WHAT IS REQUIRED ▸ Write out verbatim the lines below, from the line with "99 above? Mark it with a dot." through the final line of the rows.

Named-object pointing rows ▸
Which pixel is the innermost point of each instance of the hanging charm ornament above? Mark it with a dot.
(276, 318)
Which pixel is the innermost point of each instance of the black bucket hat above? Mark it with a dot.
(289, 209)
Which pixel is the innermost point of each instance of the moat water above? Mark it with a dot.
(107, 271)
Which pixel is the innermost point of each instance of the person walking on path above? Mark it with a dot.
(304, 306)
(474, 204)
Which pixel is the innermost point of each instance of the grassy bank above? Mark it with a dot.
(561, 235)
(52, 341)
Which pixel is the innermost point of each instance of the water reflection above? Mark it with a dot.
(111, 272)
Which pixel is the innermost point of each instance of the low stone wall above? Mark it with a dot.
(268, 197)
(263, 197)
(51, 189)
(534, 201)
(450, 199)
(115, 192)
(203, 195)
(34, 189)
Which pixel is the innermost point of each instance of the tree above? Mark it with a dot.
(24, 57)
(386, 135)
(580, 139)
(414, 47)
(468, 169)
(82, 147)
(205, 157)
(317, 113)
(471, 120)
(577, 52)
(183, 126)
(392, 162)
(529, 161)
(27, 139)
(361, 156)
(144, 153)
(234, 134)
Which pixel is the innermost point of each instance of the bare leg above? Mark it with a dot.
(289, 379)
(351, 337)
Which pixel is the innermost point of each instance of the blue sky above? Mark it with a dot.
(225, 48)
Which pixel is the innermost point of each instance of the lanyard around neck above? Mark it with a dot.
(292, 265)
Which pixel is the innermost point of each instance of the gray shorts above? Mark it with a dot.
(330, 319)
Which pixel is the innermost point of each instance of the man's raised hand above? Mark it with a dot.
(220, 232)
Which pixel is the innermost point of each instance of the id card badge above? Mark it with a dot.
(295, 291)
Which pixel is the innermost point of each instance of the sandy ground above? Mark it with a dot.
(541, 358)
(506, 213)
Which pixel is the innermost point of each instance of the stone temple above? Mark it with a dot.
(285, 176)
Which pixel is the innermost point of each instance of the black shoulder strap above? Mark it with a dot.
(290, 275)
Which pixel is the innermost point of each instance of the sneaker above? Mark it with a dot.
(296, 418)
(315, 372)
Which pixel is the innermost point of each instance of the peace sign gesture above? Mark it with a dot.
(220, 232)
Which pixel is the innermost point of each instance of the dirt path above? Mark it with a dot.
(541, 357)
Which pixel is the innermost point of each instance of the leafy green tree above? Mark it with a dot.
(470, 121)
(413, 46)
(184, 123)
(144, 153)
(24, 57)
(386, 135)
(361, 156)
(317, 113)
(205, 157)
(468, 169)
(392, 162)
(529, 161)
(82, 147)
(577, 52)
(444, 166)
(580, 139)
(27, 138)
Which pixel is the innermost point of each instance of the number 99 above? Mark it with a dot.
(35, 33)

PROBLEM SOLUTION ▸
Which pixel is the innermost point of each instance of the number 99 above? Mark it with a dot.
(35, 33)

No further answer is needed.